■ THE PROBLEM: Copy each of the following rows verbatim, leaving every line unchanged.

[Labeled-object pointing entries]
◆ ◆ ◆ ◆ ◆ ◆ ◆

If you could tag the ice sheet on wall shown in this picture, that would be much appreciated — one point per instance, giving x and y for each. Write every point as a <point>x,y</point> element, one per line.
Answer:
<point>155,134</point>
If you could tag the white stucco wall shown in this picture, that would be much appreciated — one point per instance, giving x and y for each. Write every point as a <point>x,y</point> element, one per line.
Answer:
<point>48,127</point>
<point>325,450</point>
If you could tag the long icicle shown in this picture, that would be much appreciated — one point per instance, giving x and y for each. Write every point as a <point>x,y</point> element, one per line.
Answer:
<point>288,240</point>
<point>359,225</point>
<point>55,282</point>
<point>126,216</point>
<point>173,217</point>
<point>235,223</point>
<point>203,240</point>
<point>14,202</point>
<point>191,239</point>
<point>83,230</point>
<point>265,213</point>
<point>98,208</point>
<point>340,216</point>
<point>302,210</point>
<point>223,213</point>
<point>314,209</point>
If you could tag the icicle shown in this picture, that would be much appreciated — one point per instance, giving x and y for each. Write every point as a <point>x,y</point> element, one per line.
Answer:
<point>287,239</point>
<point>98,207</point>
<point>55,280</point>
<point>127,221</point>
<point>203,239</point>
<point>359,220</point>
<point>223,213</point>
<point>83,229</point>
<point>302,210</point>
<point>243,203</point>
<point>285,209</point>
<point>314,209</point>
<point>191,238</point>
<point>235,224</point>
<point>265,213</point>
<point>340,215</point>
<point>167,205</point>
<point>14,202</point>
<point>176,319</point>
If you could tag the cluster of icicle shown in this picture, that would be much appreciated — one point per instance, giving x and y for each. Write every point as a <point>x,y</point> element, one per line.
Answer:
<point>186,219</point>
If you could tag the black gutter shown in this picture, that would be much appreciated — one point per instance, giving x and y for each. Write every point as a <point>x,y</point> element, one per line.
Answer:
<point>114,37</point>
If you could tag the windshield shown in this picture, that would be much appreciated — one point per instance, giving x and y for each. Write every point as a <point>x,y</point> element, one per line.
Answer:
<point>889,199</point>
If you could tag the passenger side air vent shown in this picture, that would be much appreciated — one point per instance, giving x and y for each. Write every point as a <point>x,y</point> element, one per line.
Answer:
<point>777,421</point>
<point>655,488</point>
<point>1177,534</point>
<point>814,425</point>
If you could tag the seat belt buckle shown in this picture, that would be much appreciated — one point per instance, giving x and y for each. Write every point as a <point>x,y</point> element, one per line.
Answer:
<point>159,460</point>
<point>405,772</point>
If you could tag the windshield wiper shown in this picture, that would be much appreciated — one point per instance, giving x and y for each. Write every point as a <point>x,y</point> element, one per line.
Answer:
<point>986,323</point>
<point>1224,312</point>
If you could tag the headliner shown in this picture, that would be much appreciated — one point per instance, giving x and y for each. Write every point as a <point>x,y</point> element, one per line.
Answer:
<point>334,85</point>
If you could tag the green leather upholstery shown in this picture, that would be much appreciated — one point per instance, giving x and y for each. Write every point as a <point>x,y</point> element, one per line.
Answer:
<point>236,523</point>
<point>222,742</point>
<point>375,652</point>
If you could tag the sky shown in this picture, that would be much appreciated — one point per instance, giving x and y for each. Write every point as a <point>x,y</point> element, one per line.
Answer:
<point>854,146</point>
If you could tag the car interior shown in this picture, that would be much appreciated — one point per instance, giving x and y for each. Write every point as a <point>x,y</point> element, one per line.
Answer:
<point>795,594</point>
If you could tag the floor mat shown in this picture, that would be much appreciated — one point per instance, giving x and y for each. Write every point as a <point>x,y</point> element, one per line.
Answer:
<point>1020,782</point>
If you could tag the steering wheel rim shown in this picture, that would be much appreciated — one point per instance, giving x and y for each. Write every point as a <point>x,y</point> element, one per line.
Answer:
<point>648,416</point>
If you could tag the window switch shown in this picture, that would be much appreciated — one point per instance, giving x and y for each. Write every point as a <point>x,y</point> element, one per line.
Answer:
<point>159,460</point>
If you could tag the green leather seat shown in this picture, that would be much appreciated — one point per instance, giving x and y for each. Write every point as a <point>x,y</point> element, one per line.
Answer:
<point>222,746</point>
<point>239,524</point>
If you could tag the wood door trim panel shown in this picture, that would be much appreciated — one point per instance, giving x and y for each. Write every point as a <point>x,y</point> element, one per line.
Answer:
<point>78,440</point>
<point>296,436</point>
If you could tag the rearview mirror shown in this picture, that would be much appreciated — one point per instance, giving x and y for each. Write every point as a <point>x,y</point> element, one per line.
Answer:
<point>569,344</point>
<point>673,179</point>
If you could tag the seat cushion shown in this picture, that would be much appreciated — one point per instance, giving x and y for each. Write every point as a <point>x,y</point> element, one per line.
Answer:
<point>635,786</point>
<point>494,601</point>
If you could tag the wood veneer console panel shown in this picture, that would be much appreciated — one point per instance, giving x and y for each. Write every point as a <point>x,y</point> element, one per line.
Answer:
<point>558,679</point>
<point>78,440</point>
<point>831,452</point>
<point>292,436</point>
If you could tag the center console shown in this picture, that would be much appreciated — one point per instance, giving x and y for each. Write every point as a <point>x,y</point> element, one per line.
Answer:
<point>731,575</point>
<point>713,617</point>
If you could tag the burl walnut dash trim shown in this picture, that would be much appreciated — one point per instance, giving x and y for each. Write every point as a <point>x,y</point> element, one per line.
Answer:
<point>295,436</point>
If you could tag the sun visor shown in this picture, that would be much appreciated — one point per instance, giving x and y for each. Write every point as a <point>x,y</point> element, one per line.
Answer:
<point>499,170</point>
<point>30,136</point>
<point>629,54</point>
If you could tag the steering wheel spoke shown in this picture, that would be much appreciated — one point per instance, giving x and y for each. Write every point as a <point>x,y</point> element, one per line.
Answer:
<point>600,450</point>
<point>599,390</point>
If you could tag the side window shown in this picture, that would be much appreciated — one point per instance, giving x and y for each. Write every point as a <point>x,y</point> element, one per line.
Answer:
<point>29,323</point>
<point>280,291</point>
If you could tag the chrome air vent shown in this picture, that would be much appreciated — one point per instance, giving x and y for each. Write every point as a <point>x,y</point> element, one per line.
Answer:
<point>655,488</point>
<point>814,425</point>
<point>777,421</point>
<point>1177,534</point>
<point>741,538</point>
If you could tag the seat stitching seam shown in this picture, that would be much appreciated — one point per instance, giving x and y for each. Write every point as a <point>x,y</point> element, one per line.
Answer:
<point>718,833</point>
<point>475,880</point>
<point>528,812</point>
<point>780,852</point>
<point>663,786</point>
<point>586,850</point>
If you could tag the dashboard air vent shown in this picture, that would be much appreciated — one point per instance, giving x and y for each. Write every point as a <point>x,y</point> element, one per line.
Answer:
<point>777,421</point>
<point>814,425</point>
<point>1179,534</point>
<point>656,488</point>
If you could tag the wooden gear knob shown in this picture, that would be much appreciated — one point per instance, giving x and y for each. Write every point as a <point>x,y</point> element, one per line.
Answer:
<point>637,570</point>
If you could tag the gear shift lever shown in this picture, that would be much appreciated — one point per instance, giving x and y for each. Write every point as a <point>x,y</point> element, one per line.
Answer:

◆ ◆ ◆ ◆ ◆ ◆ ◆

■ SOLUTION:
If you could tag the ice sheet on wall shown in this picture, that would be much appreciated — one point per instance, giving x and y for each. Write every point as a <point>x,y</point> element, one per line.
Answer:
<point>155,134</point>
If you could tag the white stucco wall shown in this picture, that would be much appreciated — one point per instance, giving x and y for each. Write every point as a <point>x,y</point> element, one per line.
Answer:
<point>48,127</point>
<point>325,450</point>
If you could tag the long icicle shown in this picture, that would be much appreciated — one point per instance, giving x and y for each. Write every point as a <point>x,y</point> element, one per line.
Answer:
<point>288,240</point>
<point>359,225</point>
<point>55,282</point>
<point>126,216</point>
<point>173,217</point>
<point>235,223</point>
<point>203,240</point>
<point>14,202</point>
<point>191,239</point>
<point>83,230</point>
<point>265,213</point>
<point>98,208</point>
<point>340,216</point>
<point>302,210</point>
<point>223,213</point>
<point>314,209</point>
If you could tag the icicle shown in this picture, that would be much appreciated — one point per instance, giving x and y for each. Write every point as a <point>x,y</point> element, one per line.
Answer:
<point>287,239</point>
<point>98,207</point>
<point>55,280</point>
<point>127,221</point>
<point>203,239</point>
<point>359,220</point>
<point>223,213</point>
<point>83,229</point>
<point>302,210</point>
<point>243,203</point>
<point>285,209</point>
<point>314,209</point>
<point>191,238</point>
<point>235,224</point>
<point>265,213</point>
<point>340,215</point>
<point>167,205</point>
<point>14,202</point>
<point>176,319</point>
If you could tag the cluster of icicle shown in this picture, that would be much appreciated — one point per instance, giving x and y for each. Write every point as a <point>x,y</point> element, one per line.
Answer:
<point>186,219</point>
If you could tag the black gutter shown in this picture, that would be much appreciated — one point per instance, giving x and y for each. Write every point as a <point>x,y</point> element, one per line.
Answer:
<point>114,37</point>
If you could tag the windshield shown in this picture, that would be much appreciated — one point per instance, giving x and y for each. Write every point as a <point>x,y</point> element, one per line.
Answer:
<point>889,199</point>
If you could tag the passenger side air vent shown in this picture, that would be much appreciated — one point per instance, giving x and y for each. Write every point as a <point>x,y</point> element, one per line.
Answer:
<point>777,421</point>
<point>655,488</point>
<point>1177,534</point>
<point>814,425</point>
If you could tag the seat belt buckle shown in this picture, that would be much appreciated — one point per instance, giving x and y for each. Write every point as a <point>x,y</point> element, one per line.
Answer:
<point>159,460</point>
<point>405,772</point>
If you could tag the windshield wiper shown in this picture, that would be much appreciated — one point per instance, giving x and y for each. Write every point as a <point>x,y</point> element, one per line.
Answer:
<point>986,323</point>
<point>1224,312</point>
If you could tag the headliner shown in this picture, that would be much appreciated — one point per instance, giving x and y for each. Write every point as a <point>x,y</point> element, one per line.
Answer:
<point>334,85</point>
If you could tag the green leather upholstery shown in this picture, that would be much appreciated — one point per instance, giving x and y for each. Write every point as a <point>x,y</point> element, one per line.
Answer:
<point>236,523</point>
<point>222,742</point>
<point>375,652</point>
If you could tag the sky shown in this picture, that would be much appreciated — one point per instance, giving x and y for each. Write every point as a <point>x,y</point> element, one per line.
Answer:
<point>854,146</point>
If you could tag the car interior shown in this picture, that would be much appreciated — one point per instance, giving x and y for each. Write every point as a <point>x,y</point> element, one per line.
Answer:
<point>795,594</point>
If you could tag the floor mat shown in this picture, that would be much appreciated — one point per instance, giving x and y for each. Write every point as a <point>x,y</point> element, one per line.
Answer:
<point>1020,782</point>
If you could tag the steering wheel rim shown in this picture, that would be much appreciated — one point per instance, giving x and y for each. Write every point as a <point>x,y</point> element, one per line.
Answer:
<point>648,416</point>
If you could tag the window switch shown in this picture, that would be much appreciated — one point per instance, giving x and y for each. Write every point as a <point>x,y</point> element, one per line.
Answer:
<point>159,460</point>
If you could tag the green leather seat shown in this picture, that would be much appreciated — one point per instance, giving x and y for each. Write every point as a <point>x,y</point> element, one per line.
Answer:
<point>222,746</point>
<point>239,524</point>
If you could tag the wood door trim panel shown in this picture, that would be much appreciated — one point per instance, giving x and y for each. Write every point as a <point>x,y</point> element, one per line.
Answer:
<point>78,440</point>
<point>296,436</point>
If you could tag the rearview mirror shown in this picture, that would be much appreciated — one point per instance, giving x and y for each. Write every point as a <point>x,y</point> element, one per line.
Answer:
<point>569,344</point>
<point>673,179</point>
If you could tag the seat cushion shown in this picture, that would be much appreciated — one point per instance, giving x and y for each. Write every point as a <point>x,y</point> element, one per line.
Answer:
<point>635,786</point>
<point>494,601</point>
If you could tag the wood veneer console panel shown in this picture, that would be much appreciated — one point per instance, giving x and y for each. Write every point as a <point>x,y</point> element, one per line.
Answer:
<point>558,679</point>
<point>78,440</point>
<point>831,452</point>
<point>292,436</point>
If you could tag the center console shown in this picture, that would be much appreciated — one point per instance, giving x and y for each. Write every point as a <point>x,y</point> element, one per line.
Answer:
<point>731,575</point>
<point>713,617</point>
If you could tag the burl walnut dash trim shown in this picture, that would be much appreciated — one point per instance, giving x and y for each. Write every point as a <point>x,y</point> element, one per line.
Answer:
<point>295,436</point>
If you could tag the sun visor shown in this picture, that would be much appreciated — one point per instance, giving x and y for each. Write every point as a <point>x,y</point> element, one per line.
Answer:
<point>499,170</point>
<point>30,136</point>
<point>629,54</point>
If you could tag the steering wheel spoke shown in this picture, that would be much appreciated — one point per instance, giving x and y for each. Write every point as a <point>x,y</point> element, one per line.
Answer:
<point>600,450</point>
<point>599,390</point>
If you could tag the side window shown in this picture, that would be much appreciated — one point per instance, giving x and y for each. Write every point as a <point>x,y</point> element, one per line.
Answer:
<point>29,323</point>
<point>280,291</point>
If you could tag the chrome air vent shown in this picture, that would be much appreciated — one point per instance, giving x and y for each. Write every point as a <point>x,y</point> element, one per line.
Answer:
<point>655,488</point>
<point>814,425</point>
<point>777,421</point>
<point>1177,534</point>
<point>741,538</point>
If you could tag the seat stitching seam shown in this picture, that would be much appreciated — one point per instance, giving x and y for each. Write every point as a <point>x,y</point> element, one per line.
Answer:
<point>718,833</point>
<point>475,880</point>
<point>528,812</point>
<point>780,852</point>
<point>663,786</point>
<point>586,850</point>
If you could tag the dashboard air vent shown in this picture, that would be much appreciated — one point per instance, giving x and y for each. Write every point as a <point>x,y</point> element, one per line.
Answer:
<point>777,421</point>
<point>814,425</point>
<point>1179,534</point>
<point>656,488</point>
If you could tag the wooden gear knob shown in this picture, that would be much appreciated — one point per instance, giving x and y for each. Write every point as a <point>x,y</point> element, one per line.
Answer:
<point>637,570</point>
If you could tag the gear shift lever shown in this picture, that would be much appreciated — one point per instance, giving x and y for each. Write every point as a <point>x,y</point> element, one per line.
Answer:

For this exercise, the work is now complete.